Brookfield Asset Management is coming off an excellent year. It generated nearly $2.5 billion in fee-related earnings last year, a more than 10% increase from 2023. Its growth rate accelerated during the year as the company raised capital from investors and deployed it into fee-bearing investments. Brookfield raised $135 billion from investors last year, including a record $29 billion in the fourth quarter. That helped drive an 18% increase in fee-bearing capital during the fourth quarter and a 17% uptick in fee-related earnings in that period.

That gave it a lot of momentum heading into 2025. President Connor Teskey stated in the fourth-quarter earnings press release that "2025 is shaping up to be yet another record year for us." Brookfield has continued to grow its investment platforms this year. It recently closed its inaugural infrastructure structured solutions fund, achieving its $1 billion target. The company also entered into a strategic partnership with Angel Oak, acquiring a majority stake in that business to expand its credit business.

These and other growth drivers enabled Brookfield to hike its dividend by 15%. With its share price falling and dividend payment rising, it has a dividend yield of nearly 3.5% at the current sub-$55 share price. That's more than double the S&P 500's dividend yield (less than 1.5%).

Meaningful growth ahead

Brookfield's progress over the past year has put it in a strong position to continue growing briskly. The company ended last year with $539 billion of fee-bearing capital. It plans to increase its fee-bearing assets under management (AUM) to around $1.1 trillion by 2029 as it expands its various investment platforms.

That growing fee-bearing capital will increase the company's fee-related income and distributable earnings. Brookfield sees its fee-related earnings rising at a 17% compound annual rate through the end of the decade, more than doubling the total to $5 billion. Meanwhile, it expects distributable earnings (DE) to grow at an 18% compound annual rate, increasing from almost $2.4 billion last year to $5.1 billion in 2029. It plans to pay most of its distributable earnings to investors in dividends (95% payout ratio).

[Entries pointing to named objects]
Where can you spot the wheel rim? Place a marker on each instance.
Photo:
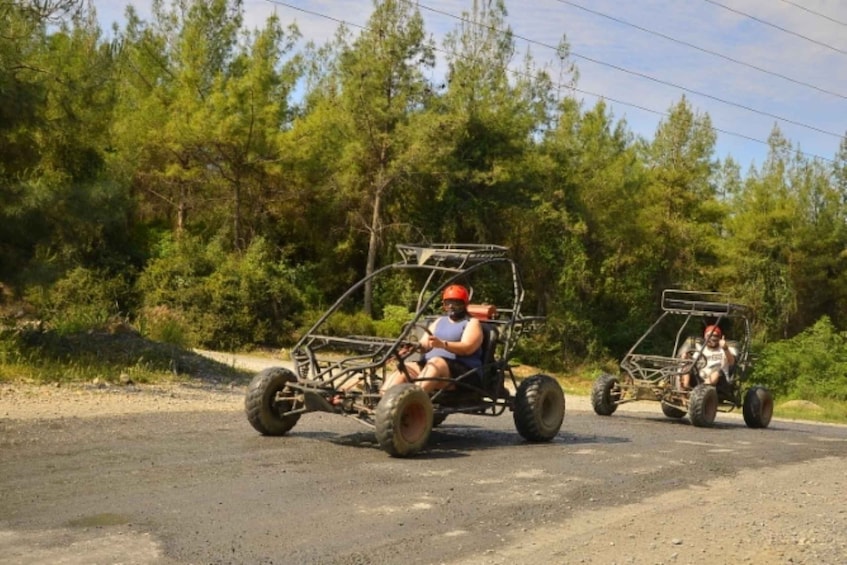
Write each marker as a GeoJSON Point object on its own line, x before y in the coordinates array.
{"type": "Point", "coordinates": [766, 411]}
{"type": "Point", "coordinates": [413, 422]}
{"type": "Point", "coordinates": [710, 410]}
{"type": "Point", "coordinates": [549, 411]}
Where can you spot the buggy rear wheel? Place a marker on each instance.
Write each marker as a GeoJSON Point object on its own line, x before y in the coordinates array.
{"type": "Point", "coordinates": [703, 406]}
{"type": "Point", "coordinates": [605, 393]}
{"type": "Point", "coordinates": [539, 408]}
{"type": "Point", "coordinates": [403, 420]}
{"type": "Point", "coordinates": [438, 419]}
{"type": "Point", "coordinates": [758, 407]}
{"type": "Point", "coordinates": [264, 406]}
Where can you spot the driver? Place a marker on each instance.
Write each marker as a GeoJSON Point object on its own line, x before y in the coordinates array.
{"type": "Point", "coordinates": [719, 358]}
{"type": "Point", "coordinates": [452, 346]}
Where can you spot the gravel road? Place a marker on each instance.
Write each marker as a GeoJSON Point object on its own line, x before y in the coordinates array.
{"type": "Point", "coordinates": [608, 491]}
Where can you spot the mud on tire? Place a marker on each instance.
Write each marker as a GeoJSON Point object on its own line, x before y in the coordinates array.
{"type": "Point", "coordinates": [264, 408]}
{"type": "Point", "coordinates": [403, 420]}
{"type": "Point", "coordinates": [758, 407]}
{"type": "Point", "coordinates": [604, 394]}
{"type": "Point", "coordinates": [672, 411]}
{"type": "Point", "coordinates": [539, 408]}
{"type": "Point", "coordinates": [703, 406]}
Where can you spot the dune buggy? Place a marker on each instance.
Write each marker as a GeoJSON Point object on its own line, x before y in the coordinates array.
{"type": "Point", "coordinates": [653, 368]}
{"type": "Point", "coordinates": [341, 373]}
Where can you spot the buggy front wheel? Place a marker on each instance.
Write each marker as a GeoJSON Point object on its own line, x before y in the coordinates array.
{"type": "Point", "coordinates": [672, 411]}
{"type": "Point", "coordinates": [758, 407]}
{"type": "Point", "coordinates": [268, 399]}
{"type": "Point", "coordinates": [539, 408]}
{"type": "Point", "coordinates": [403, 420]}
{"type": "Point", "coordinates": [703, 406]}
{"type": "Point", "coordinates": [605, 394]}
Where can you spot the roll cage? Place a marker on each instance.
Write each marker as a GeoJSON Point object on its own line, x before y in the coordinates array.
{"type": "Point", "coordinates": [353, 367]}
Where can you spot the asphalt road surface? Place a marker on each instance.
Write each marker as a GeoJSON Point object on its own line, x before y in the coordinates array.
{"type": "Point", "coordinates": [201, 486]}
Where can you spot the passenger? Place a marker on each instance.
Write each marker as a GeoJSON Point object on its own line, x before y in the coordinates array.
{"type": "Point", "coordinates": [719, 359]}
{"type": "Point", "coordinates": [452, 346]}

• INSTRUCTIONS FOR THE TASK: In the Brookfield Asset Management passage, reproduce word for word the stretch that begins with "Meaningful growth ahead" and ends with "(95% payout ratio).".

• TASK SOLUTION:
Meaningful growth ahead

Brookfield's progress over the past year has put it in a strong position to continue growing briskly. The company ended last year with $539 billion of fee-bearing capital. It plans to increase its fee-bearing assets under management (AUM) to around $1.1 trillion by 2029 as it expands its various investment platforms.

That growing fee-bearing capital will increase the company's fee-related income and distributable earnings. Brookfield sees its fee-related earnings rising at a 17% compound annual rate through the end of the decade, more than doubling the total to $5 billion. Meanwhile, it expects distributable earnings (DE) to grow at an 18% compound annual rate, increasing from almost $2.4 billion last year to $5.1 billion in 2029. It plans to pay most of its distributable earnings to investors in dividends (95% payout ratio).